*** DATA Section Begins ***

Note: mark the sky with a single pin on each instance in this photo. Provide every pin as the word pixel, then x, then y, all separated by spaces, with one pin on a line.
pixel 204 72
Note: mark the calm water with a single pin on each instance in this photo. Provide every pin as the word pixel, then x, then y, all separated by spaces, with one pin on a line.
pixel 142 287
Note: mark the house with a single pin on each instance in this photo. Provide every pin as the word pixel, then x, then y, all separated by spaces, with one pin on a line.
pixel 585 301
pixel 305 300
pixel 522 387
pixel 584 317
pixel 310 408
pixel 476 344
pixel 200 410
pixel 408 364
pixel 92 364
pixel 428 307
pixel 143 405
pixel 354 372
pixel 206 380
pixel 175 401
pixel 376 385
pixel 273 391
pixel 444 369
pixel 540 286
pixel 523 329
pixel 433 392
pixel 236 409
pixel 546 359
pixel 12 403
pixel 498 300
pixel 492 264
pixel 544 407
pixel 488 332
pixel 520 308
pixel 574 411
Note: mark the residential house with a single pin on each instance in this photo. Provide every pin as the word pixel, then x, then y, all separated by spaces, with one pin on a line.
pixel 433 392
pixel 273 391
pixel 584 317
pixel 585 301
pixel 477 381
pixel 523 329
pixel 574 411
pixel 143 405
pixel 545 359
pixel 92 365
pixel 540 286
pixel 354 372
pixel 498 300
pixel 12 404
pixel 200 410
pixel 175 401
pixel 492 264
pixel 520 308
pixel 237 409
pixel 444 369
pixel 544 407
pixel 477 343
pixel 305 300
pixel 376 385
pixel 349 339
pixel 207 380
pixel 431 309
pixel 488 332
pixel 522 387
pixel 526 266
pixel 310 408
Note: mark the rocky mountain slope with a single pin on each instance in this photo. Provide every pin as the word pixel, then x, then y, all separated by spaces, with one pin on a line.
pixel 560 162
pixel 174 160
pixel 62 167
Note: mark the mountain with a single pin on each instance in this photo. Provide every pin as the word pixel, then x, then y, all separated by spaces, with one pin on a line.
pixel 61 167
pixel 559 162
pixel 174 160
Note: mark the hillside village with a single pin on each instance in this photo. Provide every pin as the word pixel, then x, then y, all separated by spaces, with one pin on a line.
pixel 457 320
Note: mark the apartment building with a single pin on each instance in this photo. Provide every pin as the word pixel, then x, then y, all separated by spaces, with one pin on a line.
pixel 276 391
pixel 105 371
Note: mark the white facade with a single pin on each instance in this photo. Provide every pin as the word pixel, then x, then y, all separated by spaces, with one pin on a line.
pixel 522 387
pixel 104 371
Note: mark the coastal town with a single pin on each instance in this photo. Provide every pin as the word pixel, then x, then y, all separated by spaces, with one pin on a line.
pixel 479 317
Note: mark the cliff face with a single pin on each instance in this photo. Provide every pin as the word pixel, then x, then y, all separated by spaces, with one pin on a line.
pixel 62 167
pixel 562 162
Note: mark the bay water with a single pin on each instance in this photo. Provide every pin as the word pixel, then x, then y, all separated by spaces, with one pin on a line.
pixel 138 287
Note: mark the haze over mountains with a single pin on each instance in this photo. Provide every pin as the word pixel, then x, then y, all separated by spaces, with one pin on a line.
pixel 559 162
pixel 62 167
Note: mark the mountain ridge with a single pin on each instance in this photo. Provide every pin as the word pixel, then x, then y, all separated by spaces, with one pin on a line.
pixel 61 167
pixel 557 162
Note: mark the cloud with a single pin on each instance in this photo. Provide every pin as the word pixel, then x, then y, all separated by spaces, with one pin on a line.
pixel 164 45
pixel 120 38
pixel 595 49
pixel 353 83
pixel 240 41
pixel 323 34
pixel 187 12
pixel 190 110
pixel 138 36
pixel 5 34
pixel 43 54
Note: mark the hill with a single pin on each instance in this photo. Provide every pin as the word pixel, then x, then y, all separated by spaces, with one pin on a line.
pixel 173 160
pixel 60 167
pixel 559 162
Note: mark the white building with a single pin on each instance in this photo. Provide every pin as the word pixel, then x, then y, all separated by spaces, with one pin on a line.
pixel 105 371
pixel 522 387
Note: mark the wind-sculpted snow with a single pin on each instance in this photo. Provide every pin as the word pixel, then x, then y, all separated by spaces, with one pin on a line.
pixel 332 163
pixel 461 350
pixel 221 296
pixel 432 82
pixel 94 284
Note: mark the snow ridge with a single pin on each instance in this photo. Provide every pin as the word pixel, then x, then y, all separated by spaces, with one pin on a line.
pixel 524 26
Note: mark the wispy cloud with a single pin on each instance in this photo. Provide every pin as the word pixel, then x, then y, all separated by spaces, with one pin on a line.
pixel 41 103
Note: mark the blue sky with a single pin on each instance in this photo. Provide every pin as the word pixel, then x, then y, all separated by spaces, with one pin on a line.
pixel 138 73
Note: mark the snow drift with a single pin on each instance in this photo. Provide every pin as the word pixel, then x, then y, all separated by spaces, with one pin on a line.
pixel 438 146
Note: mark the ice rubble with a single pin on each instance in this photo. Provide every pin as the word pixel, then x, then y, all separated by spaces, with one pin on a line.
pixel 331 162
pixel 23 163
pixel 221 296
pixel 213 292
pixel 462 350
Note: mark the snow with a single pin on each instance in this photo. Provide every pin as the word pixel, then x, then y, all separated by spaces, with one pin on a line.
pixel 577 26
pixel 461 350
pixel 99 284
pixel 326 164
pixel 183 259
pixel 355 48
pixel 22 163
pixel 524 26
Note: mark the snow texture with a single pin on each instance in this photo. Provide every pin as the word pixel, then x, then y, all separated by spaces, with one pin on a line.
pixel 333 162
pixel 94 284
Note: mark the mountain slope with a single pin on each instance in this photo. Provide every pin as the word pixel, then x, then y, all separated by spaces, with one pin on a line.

*** DATA Section Ends ***

**TASK**
Repeat the data. Keep every word the same.

**WRITTEN ANSWER**
Note: mark the sky with a single pin on each instance in this photo. Provide every pin as the word pixel, then x, then y, all separated by spaces, with one pin on a line.
pixel 204 72
Note: mark the calm water with a single pin on each instance in this photo. Provide every pin as the word pixel, then x, then y, all separated by spaces, with one pin on a line.
pixel 142 287
Note: mark the house with a single pin on each instance in this photo. Provide every pin as the word pixel, then x, then y, all separated by spaces, with one pin on a line.
pixel 585 301
pixel 305 300
pixel 522 387
pixel 584 317
pixel 310 408
pixel 476 344
pixel 200 410
pixel 408 364
pixel 92 364
pixel 428 307
pixel 143 405
pixel 354 372
pixel 206 380
pixel 175 401
pixel 376 385
pixel 273 391
pixel 444 369
pixel 540 286
pixel 523 329
pixel 433 392
pixel 236 409
pixel 546 359
pixel 12 403
pixel 498 300
pixel 492 264
pixel 544 407
pixel 488 332
pixel 520 308
pixel 574 411
Note: mark the residential house with a single pin on each instance in this photo. Provide every pin as the word pixel, then x, then y, all separated by spaces, with one pin on a line.
pixel 433 392
pixel 273 391
pixel 584 317
pixel 585 301
pixel 477 381
pixel 523 329
pixel 574 411
pixel 143 405
pixel 545 359
pixel 92 365
pixel 540 286
pixel 354 372
pixel 498 300
pixel 12 404
pixel 200 410
pixel 175 401
pixel 492 264
pixel 520 308
pixel 237 409
pixel 444 369
pixel 544 407
pixel 477 343
pixel 305 300
pixel 376 385
pixel 349 339
pixel 207 380
pixel 431 309
pixel 488 332
pixel 522 387
pixel 526 266
pixel 310 408
Note: mark the rocky mountain slope with a single pin on each instance in this photo. Provide every pin as the word pixel, then x, then y, all separated by spaces, with one pin on a line.
pixel 560 162
pixel 174 160
pixel 62 167
Note: mark the mountain with a single pin on each instance in this photo. Provide every pin as the word pixel, then x, then y, all separated by spaces, with one pin on a line.
pixel 61 167
pixel 559 162
pixel 174 160
Note: mark the hillside village with a single pin on each instance in this photo. Provide every pin as the word pixel, then x, then y, all separated by spaces, with one pin on a line.
pixel 457 320
Note: mark the apartment building with a single pin on each instance in this photo. Provide every pin as the word pixel, then x, then y, all separated by spaces, with one pin on a line.
pixel 276 391
pixel 105 371
Note: mark the white facade with a single pin on each instance in this photo. Provide every pin as the word pixel, then x, then y, all separated by spaces, with one pin on a line.
pixel 522 387
pixel 104 371
Note: mark the coastal town with a single pin on each instance in this photo. Provide every pin as the word pixel, then x, then y, all separated by spaces, with one pin on a line.
pixel 479 317
Note: mark the cliff face with a single pin on each instance in this photo. Provide every pin as the word pixel, then x, then y, all separated by spaces, with one pin on a line.
pixel 62 167
pixel 562 162
Note: mark the bay water with a single pin on each instance in this photo. Provide every pin as the word pixel, then x, then y, all separated by spaces, with one pin on a line.
pixel 138 287
Note: mark the haze over mountains with a single pin on each instance in this photo. Provide every pin as the word pixel, then x, then y, all separated by spaces, with one pin on a line.
pixel 559 162
pixel 62 167
Note: mark the mountain ridge with a single pin on each instance in this photo. Provide every pin as the word pixel, then x, then y, all separated by spaces, with one pin on a line.
pixel 61 167
pixel 557 162
Note: mark the cloud with a single pin on each instance in this photo. Provide every pin as the word pixel, then x, then y, all separated by spaces, with one pin on a line.
pixel 164 45
pixel 120 38
pixel 595 49
pixel 353 83
pixel 240 41
pixel 323 34
pixel 187 12
pixel 190 110
pixel 138 36
pixel 5 34
pixel 43 54
Note: mark the hill with a single pin on each instance in this photo. Provide every pin as the word pixel, then x, then y, all separated by spaces, with one pin on a line.
pixel 173 160
pixel 60 167
pixel 559 162
Note: mark the white building with a single pin on each instance in this photo. Provide every pin as the word pixel, then x, then y, all separated by spaces, with one pin on a line.
pixel 105 371
pixel 522 387
Note: mark the wind-sculpted snow with a single pin on each instance in this photo. Provide every pin as the word pixel, then x, then y, all separated by spaces, with one pin on a line.
pixel 332 163
pixel 461 350
pixel 221 296
pixel 432 82
pixel 94 284
Note: mark the snow ridge with a single pin on each instance in this photo. Provide every pin as the word pixel, then x, then y, all separated by spaces, with one pin on a line.
pixel 524 26
Note: mark the wispy cloud with a single pin on each instance in this photo. Provide every pin as the word pixel, then x, then y, all separated by spaces, with one pin on a line.
pixel 41 103
Note: mark the blue sky with a single pin on each instance in this photo. Provide every pin as the word pixel, then x, then y, all separated by spaces, with one pin on a line.
pixel 138 73
Note: mark the snow drift with a single pin on each instance in this photo. Provide every pin as the word pixel, then x, then y, all separated by spaces, with one pin on a line.
pixel 438 146
Note: mark the ice rubble with a single pin on each instance in this photo. Provide every pin as the word pixel, then x, then y, all separated by spaces, with one pin on a line.
pixel 331 162
pixel 23 163
pixel 221 296
pixel 213 292
pixel 462 350
Note: mark the snow with a single pin on each instance in this photo. Provide every pin as the word pixel, then x, then y, all separated by spaces, with one pin on a line.
pixel 577 26
pixel 461 350
pixel 99 284
pixel 326 164
pixel 183 259
pixel 355 48
pixel 22 163
pixel 524 26
Note: mark the snow texture with a single pin on each instance in this photo. Provide every pin as the word pixel, then x, then y, all separated by spaces, with one pin on a line.
pixel 333 162
pixel 94 284
Note: mark the mountain slope with a single pin on each instance in this photo. Provide every pin as the word pixel, then x, then y, all separated by spaces, with one pin on a line.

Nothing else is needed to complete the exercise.